━━ Given data

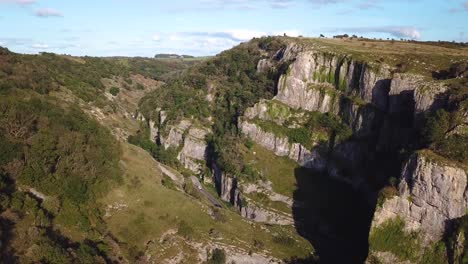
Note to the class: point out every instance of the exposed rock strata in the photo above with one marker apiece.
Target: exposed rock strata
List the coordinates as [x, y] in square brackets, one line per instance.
[430, 194]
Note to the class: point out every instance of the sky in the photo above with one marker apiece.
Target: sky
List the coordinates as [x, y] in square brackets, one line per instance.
[206, 27]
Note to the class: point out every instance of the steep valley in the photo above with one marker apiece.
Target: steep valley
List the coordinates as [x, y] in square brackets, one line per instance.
[280, 150]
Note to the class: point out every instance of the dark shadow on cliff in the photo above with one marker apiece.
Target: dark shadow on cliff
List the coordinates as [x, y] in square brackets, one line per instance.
[7, 254]
[334, 217]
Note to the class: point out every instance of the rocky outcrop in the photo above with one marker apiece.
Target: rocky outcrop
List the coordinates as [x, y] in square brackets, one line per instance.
[193, 154]
[368, 80]
[176, 134]
[282, 147]
[190, 140]
[431, 193]
[229, 191]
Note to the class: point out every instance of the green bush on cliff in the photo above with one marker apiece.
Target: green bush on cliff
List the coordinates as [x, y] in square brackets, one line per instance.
[391, 237]
[55, 146]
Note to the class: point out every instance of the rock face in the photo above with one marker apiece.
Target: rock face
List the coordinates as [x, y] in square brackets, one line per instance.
[190, 139]
[229, 191]
[295, 88]
[431, 194]
[281, 146]
[194, 151]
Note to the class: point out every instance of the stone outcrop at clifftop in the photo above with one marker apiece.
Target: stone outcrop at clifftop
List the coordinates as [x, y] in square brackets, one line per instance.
[431, 194]
[190, 139]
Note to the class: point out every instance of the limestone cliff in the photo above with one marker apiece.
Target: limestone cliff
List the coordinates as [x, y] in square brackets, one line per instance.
[189, 139]
[431, 194]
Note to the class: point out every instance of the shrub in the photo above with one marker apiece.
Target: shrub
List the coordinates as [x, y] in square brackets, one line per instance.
[391, 237]
[436, 126]
[114, 90]
[185, 230]
[218, 256]
[284, 240]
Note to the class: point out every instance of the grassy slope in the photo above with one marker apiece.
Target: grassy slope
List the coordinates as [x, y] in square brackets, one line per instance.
[421, 58]
[153, 210]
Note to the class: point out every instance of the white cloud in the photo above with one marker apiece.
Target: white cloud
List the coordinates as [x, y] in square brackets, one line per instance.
[244, 34]
[48, 12]
[175, 37]
[40, 46]
[289, 33]
[19, 2]
[396, 31]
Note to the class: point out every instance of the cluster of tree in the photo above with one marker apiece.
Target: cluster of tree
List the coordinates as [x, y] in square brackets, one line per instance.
[172, 56]
[237, 84]
[65, 156]
[440, 130]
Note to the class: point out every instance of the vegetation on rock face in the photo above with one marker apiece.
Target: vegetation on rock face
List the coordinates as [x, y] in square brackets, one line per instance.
[445, 129]
[218, 256]
[232, 80]
[45, 146]
[391, 237]
[114, 91]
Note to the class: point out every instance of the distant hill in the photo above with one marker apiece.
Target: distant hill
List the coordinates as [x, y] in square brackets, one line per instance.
[173, 56]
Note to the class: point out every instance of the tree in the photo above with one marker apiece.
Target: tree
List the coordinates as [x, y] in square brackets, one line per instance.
[218, 256]
[436, 127]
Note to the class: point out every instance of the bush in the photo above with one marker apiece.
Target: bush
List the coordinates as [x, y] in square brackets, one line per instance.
[436, 126]
[114, 90]
[218, 256]
[391, 237]
[185, 230]
[284, 240]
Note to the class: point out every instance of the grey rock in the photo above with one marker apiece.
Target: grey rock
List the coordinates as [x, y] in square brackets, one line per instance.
[431, 193]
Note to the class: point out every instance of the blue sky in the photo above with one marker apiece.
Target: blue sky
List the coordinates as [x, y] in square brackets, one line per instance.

━━━━

▶ **What is being asked**:
Arrange every line of the records above as a numbered list, skipping blank lines and leaving out the pictures.

▶ **Output for this exercise**:
1. Note to the class: point out every instance of the exposed rock strata in the photo above with one marker apiece.
2. Target: exposed rock strata
3. List the coordinates as [x, y] in square brackets, one line per instance.
4. [430, 194]
5. Note to the class: point out every instance of the sky in the photo above with one marker apiece.
6. Target: sky
7. List the coordinates as [x, y] in square brackets, one line per instance.
8. [206, 27]
9. Note to the class: point out every instance of the steep valley in the photo above with one marker apiece.
10. Target: steep valley
11. List the coordinates as [x, y] in square brackets, one line per instance.
12. [280, 150]
13. Note to the class: point out every instance of the dark shadow on cliff in the photo above with one marker apiece.
14. Target: dark shadow on cliff
15. List the coordinates as [x, y] in square brackets, one line per instance.
16. [7, 254]
17. [334, 217]
18. Note to the class: point out every instance of the rocky outcrop in the photo above with one marker apiece.
19. Target: rocky outcrop
20. List the coordinates as [x, y] in square brackets, one line per instance.
21. [193, 154]
22. [368, 80]
23. [176, 134]
24. [282, 147]
25. [190, 140]
26. [431, 193]
27. [229, 191]
28. Note to the class: point out every instance of the green bush on cliff in the photo above with one marker apiece.
29. Target: green bush on cliff
30. List the coordinates as [x, y] in square brackets, one line per instance.
31. [391, 237]
32. [55, 146]
33. Note to the class: point out every instance of the rock face in the photo above with one marker apiece.
34. Target: rock face
35. List the coordinates as [x, y] in square brackets, one line per instance.
36. [190, 139]
37. [229, 191]
38. [295, 88]
39. [431, 194]
40. [281, 146]
41. [194, 151]
42. Note to the class: point out every instance of the stone outcrop at clifftop in the photo above with one marker apiece.
43. Target: stone outcrop at clifftop
44. List the coordinates as [x, y] in square brackets, one line per instance.
45. [431, 194]
46. [190, 139]
47. Note to the class: point out every instance of the limestone cliff in the photo above with one marker apiece.
48. Target: limestone cliff
49. List the coordinates as [x, y] in square brackets, one line per instance.
50. [189, 139]
51. [431, 194]
52. Note to the class: point out every instance of the shrub in the photo above with one marker apiece.
53. Target: shrub
54. List the coordinates as [x, y] in square brackets, one line per instance.
55. [391, 237]
56. [436, 126]
57. [114, 90]
58. [185, 230]
59. [218, 256]
60. [284, 240]
61. Note to the class: point out every instance of the grassy slope in the photo above with one marker apiece.
62. Target: grassy slope
63. List the coordinates as [x, y] in square brackets, one line per instance.
64. [421, 58]
65. [153, 210]
66. Note to the class: point out every instance of the white cloud in the photo above with one marker apiece.
67. Target: white cloud
68. List the coordinates as [x, y] in square brackets, one line per instance.
69. [244, 34]
70. [48, 12]
71. [175, 37]
72. [40, 46]
73. [289, 33]
74. [19, 2]
75. [396, 31]
76. Note to the class: point out every instance of the cluster of tree in the photo above with one marker apiece.
77. Target: cluster of tree
78. List the coordinates as [x, y] in square brackets, one line per instance.
79. [172, 56]
80. [237, 84]
81. [65, 156]
82. [440, 130]
83. Note to the class: point out every instance of the vegetation on rock face in the photo above with one marker apiece.
84. Target: vegetation on rock face
85. List the coordinates as [x, y] in square brackets, one line per instance.
86. [445, 129]
87. [218, 256]
88. [232, 80]
89. [45, 146]
90. [391, 237]
91. [114, 91]
92. Note to the class: point out every instance of the distant hill in the photo above with one marker apiece.
93. Target: distant hill
94. List the coordinates as [x, y] in square brackets, one line per instance.
95. [173, 56]
96. Note to the class: point out every instance of the tree in the photo above with one marker apiece.
97. Target: tree
98. List the coordinates as [x, y] in square brackets, one line per instance.
99. [218, 256]
100. [436, 127]
101. Note to the class: point out every instance of the bush in the photo above with one marker apiece.
102. Target: bush
103. List the coordinates as [x, y] in square brackets, one line per instance.
104. [436, 126]
105. [114, 90]
106. [218, 256]
107. [391, 237]
108. [185, 230]
109. [284, 240]
110. Note to the class: point out every instance of the grey rock in the photo above with one marker apiece.
111. Target: grey rock
112. List the coordinates as [x, y] in square brackets, one line per instance.
113. [431, 193]
114. Note to the class: point out every instance of the blue sky in the photo above with one marker apiece.
115. Target: blue sky
116. List the coordinates as [x, y] in square brackets, one line per instance.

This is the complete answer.